> **TAREAS**:
1. Según el fragmento sobre la política comercial de Trump, ¿de qué tratados se retiró Estados Unidos?
2. Retoma el fragmento sobre la política comercial de Trump y prosigue el texto a partir de su última oración.

> **FRAGMENTO**:
══════════

Donald Trump vino a llevar adelante un revisionismo de la política comercial exterior de los Estados Unidos, rechazando la teoría de las ventajas comparativas y la creencia liberal de que la interdependencia económica es una fuente de estabilidad política en las relaciones internacionales. Para el presidente, el liberalismo desmedido había hecho posible que las empresas norteamericanas y extranjeras se aprovechasen de los acuerdos comerciales internacionales, para enriquecerse a costa de los trabajadores estadounidenses. Por esto, ha cuestionado los acuerdo comerciales y militares celebrados durante la administración Obama. Trump decidió que su administración no buscaría la firma de tratados regionales o multilaterales, sino que se negociaría a partir de una lógica estrictamente bilateral, lo que explica su retiro del TPP y del TTIP (Tratado Transatlántico de Comercio e Inversiones) y la renegociación del Tratado de Libre Comercio de América del Norte, todas ellas decisiones que “solucionarían” los males que aquejan a la economía estadounidense. La negociación bilateral le daría a los Estados Unidos un mayor poder de negociación y una mayor libertad para retirarse de los acuerdos si éstos no cumplen con los objetivos para los que habían sido concebidos, o si la otra parte viola lo acordado, ya que los costos de esa salida serían notablemente menores que en el caso de un acuerdo multilateral o regional. Trump ha subordinado el plano económico y financiero al político y militar en las pujas globales.

══════════

> **CONJUNTO DE DATOS**:
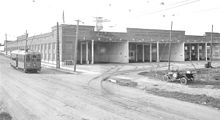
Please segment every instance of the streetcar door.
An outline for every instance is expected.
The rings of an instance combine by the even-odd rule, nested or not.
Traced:
[[[18,67],[18,55],[15,57],[15,67]]]

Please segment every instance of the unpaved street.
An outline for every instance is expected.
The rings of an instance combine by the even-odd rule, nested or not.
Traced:
[[[0,56],[0,102],[13,120],[219,120],[214,108],[102,82],[121,67],[101,75],[48,68],[26,74]]]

══════════

> **LISTA DE RESPUESTAS**:
1. Del TPP y del TTIP (Tratado Transatlántico de Comercio e Inversiones).

2.
Sin embargo, no se deben interpretar estas decisiones del presidente Trump como un cuestionamiento tanto al liderazgo internacional de los Estados Unidos como a la continuidad de la globalización. Respecto al liderazgo estadounidense, lo que Trump ha cuestionado son los argumentos que justifican ese liderazgo. El presidente no es un adepto a las teoría liberales de la paz democrática y del institucionalismo, que asocian las contiendas globales con ciertos valores o principios de conducta, sino que es partidario del realismo en la política internacional, por lo que considera que los universalismos de libertad y prosperidad no invalidan la utilización del poder nacional con propósitos de contención y disuasión.

Respecto a la globalización, el principal objetivo de su administración ha sido reformarla para que vuelva a ser funcional a los intereses americanos. La política comercial y muchas medidas regulatorias impulsadas en los últimos 20 años por las sucesivas administraciones norteamericanas, han sido implementadas en función de los intereses internacionales de las grandes empresas estadounidenses, las cuales deslocalizaron en terceros mercados parte del proceso productivo, lo que, aunque en un principio parecía generar ganancias mutuas, ha terminado por traer perdedores fronteras adentro, que son los viejos obreros industriales que observaron como las fábricas que los empleaban abandonaban el país, en busca de costos menores que le otorgaran mayor competitividad.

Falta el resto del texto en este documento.